--- Given request ---
Render as a Markdown table the lines of the rows below, starting with the line that contains "Where can the wooden barn" and going on through the end of the rows. Use the columns No. and Line, number each line, and leave out blank lines.

☆ ☆ ☆

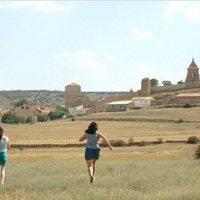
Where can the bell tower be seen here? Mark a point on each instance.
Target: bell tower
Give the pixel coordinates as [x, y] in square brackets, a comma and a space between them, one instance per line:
[192, 72]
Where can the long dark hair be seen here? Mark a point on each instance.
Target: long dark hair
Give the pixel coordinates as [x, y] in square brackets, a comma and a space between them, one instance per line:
[92, 128]
[1, 132]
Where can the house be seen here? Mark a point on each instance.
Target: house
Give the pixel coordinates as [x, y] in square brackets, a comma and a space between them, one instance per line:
[188, 98]
[119, 105]
[31, 111]
[142, 102]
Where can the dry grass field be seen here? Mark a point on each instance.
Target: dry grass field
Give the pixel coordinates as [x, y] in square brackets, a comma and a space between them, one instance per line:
[67, 131]
[158, 172]
[154, 172]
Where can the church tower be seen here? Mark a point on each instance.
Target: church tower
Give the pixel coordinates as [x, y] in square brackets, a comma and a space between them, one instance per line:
[146, 87]
[192, 72]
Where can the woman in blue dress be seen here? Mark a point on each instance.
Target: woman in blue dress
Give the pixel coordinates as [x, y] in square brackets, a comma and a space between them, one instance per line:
[4, 146]
[92, 151]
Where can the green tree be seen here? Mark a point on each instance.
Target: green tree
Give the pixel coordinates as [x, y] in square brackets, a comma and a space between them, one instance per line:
[154, 82]
[180, 82]
[11, 118]
[59, 113]
[165, 83]
[20, 103]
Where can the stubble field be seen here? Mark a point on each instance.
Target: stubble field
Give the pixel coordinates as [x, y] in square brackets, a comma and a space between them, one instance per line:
[160, 172]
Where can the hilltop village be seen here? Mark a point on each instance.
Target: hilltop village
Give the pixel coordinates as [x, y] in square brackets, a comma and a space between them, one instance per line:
[148, 96]
[81, 103]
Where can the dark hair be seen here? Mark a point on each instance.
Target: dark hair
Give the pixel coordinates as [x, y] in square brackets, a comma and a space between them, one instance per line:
[92, 128]
[1, 132]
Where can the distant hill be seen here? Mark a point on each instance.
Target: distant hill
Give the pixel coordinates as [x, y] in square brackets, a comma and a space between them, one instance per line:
[44, 97]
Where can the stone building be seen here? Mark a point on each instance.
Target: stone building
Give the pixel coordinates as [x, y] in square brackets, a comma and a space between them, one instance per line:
[188, 98]
[192, 81]
[74, 97]
[192, 73]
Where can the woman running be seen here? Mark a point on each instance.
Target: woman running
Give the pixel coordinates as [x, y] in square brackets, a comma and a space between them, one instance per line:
[92, 151]
[4, 146]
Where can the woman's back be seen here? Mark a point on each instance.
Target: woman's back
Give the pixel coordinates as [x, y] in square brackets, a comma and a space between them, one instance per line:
[92, 140]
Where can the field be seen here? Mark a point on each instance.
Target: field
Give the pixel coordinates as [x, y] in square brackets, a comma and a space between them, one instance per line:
[154, 172]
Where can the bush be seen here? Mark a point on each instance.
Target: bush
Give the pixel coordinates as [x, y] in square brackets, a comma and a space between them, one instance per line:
[11, 118]
[197, 153]
[193, 140]
[143, 143]
[117, 142]
[160, 140]
[187, 105]
[180, 121]
[42, 118]
[130, 141]
[29, 120]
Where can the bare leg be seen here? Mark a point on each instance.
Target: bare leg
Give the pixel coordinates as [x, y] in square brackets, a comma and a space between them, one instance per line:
[2, 173]
[94, 161]
[90, 167]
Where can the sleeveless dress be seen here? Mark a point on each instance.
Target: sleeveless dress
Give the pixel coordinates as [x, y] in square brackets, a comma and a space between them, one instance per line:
[3, 150]
[92, 151]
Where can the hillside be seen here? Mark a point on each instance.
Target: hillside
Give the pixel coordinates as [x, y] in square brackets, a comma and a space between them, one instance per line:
[44, 97]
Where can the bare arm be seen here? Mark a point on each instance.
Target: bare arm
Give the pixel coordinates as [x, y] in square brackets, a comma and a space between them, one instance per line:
[82, 138]
[8, 146]
[106, 140]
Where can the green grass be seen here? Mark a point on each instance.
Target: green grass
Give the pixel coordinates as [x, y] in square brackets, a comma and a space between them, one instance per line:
[161, 172]
[191, 114]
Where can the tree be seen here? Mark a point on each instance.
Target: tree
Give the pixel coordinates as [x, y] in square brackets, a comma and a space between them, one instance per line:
[180, 82]
[11, 118]
[165, 83]
[59, 113]
[20, 103]
[154, 82]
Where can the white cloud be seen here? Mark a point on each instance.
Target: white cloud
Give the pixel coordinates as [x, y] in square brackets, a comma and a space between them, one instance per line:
[83, 60]
[141, 35]
[143, 71]
[189, 11]
[43, 6]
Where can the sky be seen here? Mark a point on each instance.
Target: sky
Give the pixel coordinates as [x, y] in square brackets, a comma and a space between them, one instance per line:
[100, 45]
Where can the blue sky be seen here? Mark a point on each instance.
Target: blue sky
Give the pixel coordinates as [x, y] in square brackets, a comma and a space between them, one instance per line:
[101, 45]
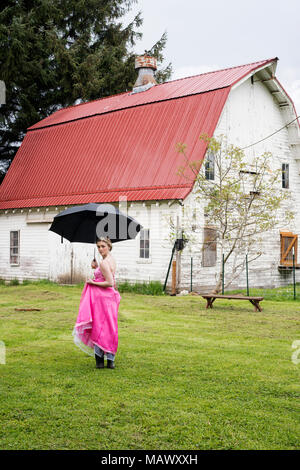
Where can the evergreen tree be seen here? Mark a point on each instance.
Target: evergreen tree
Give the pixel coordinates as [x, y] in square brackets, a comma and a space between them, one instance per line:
[54, 52]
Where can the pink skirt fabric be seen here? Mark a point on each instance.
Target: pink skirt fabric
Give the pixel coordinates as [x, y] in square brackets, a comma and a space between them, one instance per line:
[97, 320]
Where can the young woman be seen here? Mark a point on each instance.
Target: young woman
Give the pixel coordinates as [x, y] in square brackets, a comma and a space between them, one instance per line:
[96, 328]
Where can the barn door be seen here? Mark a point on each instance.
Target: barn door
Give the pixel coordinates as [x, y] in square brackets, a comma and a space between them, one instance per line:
[288, 242]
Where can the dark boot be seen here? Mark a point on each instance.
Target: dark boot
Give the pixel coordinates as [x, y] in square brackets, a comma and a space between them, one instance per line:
[99, 362]
[110, 364]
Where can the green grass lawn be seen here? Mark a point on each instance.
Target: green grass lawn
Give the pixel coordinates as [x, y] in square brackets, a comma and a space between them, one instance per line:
[185, 377]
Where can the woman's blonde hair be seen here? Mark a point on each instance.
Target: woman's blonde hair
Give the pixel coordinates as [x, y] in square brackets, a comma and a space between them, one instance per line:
[106, 240]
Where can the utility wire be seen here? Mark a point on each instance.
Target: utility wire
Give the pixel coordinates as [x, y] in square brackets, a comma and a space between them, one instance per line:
[265, 138]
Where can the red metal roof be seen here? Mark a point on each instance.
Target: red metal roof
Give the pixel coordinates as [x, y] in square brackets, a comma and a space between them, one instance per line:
[123, 145]
[169, 90]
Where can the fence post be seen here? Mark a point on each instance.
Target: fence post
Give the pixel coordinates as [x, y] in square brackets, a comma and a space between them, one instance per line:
[223, 273]
[247, 275]
[294, 273]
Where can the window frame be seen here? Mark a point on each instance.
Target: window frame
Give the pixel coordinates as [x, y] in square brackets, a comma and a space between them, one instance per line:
[13, 246]
[209, 243]
[285, 250]
[285, 178]
[209, 166]
[143, 249]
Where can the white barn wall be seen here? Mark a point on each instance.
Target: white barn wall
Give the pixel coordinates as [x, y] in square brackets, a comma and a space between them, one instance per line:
[250, 114]
[43, 256]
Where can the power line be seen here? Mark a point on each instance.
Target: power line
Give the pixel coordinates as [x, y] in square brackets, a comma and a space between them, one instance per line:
[265, 138]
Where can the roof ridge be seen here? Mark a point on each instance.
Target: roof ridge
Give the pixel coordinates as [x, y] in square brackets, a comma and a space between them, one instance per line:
[170, 81]
[223, 70]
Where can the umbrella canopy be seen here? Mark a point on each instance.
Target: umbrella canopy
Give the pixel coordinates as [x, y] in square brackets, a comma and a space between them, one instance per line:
[91, 221]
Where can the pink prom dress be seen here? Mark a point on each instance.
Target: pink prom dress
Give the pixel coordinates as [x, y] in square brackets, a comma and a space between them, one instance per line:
[97, 320]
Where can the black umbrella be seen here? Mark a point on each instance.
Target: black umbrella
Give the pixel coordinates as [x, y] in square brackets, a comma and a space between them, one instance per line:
[91, 221]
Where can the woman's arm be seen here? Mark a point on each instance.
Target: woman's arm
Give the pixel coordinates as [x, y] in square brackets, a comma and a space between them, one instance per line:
[105, 269]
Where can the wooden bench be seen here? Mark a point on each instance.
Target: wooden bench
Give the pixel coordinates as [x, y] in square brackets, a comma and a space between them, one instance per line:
[210, 298]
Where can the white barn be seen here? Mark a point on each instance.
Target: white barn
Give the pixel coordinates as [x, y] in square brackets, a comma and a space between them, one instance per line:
[122, 148]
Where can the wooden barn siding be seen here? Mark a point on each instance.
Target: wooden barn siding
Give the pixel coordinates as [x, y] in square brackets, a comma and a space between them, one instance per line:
[43, 256]
[34, 250]
[250, 114]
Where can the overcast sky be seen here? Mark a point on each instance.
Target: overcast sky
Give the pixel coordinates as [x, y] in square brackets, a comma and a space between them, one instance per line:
[205, 35]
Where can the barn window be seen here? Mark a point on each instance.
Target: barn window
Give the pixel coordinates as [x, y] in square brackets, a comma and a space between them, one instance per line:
[210, 166]
[209, 249]
[288, 246]
[285, 175]
[15, 247]
[145, 243]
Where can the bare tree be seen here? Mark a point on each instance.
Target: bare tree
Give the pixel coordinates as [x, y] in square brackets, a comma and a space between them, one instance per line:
[242, 201]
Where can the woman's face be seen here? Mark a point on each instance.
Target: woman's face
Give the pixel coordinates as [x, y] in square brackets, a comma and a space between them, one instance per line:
[103, 249]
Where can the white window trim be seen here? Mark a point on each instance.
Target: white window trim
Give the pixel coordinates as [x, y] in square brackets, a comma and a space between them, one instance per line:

☆ ☆ ☆

--- Output for this exercise ---
| No. | Line |
|---|---|
| 1 | Where can the wooden barn siding be seen here? Mark a point on each instance. |
| 2 | Target: wooden barn siding |
| 3 | Give the pixel coordinates as [x, y] in square brackets, a comma and a space between them, one instance per line: |
| 4 | [43, 256] |
| 5 | [34, 250] |
| 6 | [250, 114] |
| 7 | Where can the overcast sky be seen here? Mark a point on each instance. |
| 8 | Target: overcast sky |
| 9 | Give the pixel coordinates as [x, y] in square brackets, a comma and a space between them, one instance per line: |
| 10 | [205, 35] |
| 11 | Where can the barn window be seen here? Mark a point on each instance. |
| 12 | Target: barn window |
| 13 | Give the pixel coordinates as [x, y] in square brackets, a comma and a space between them, one instance per line: |
| 14 | [210, 166] |
| 15 | [209, 249] |
| 16 | [288, 246] |
| 17 | [285, 175] |
| 18 | [15, 247] |
| 19 | [145, 243] |
| 20 | Where can the bare tree be seen here? Mark a point on each instance. |
| 21 | Target: bare tree |
| 22 | Give the pixel coordinates as [x, y] in square brackets, a comma and a space between them, one instance per line: |
| 23 | [242, 201] |
| 24 | Where can the woman's face be seen here? Mark a point on each instance. |
| 25 | Target: woman's face |
| 26 | Give the pixel coordinates as [x, y] in square brackets, a comma and a space between them, one instance per line: |
| 27 | [103, 249] |
| 28 | Where can the white window trim be seen here? Mark a point on each instance. |
| 29 | Target: white window trim |
| 30 | Give the pixel coordinates as [x, y] in square brackets, a comma and a space between them, one instance per line: |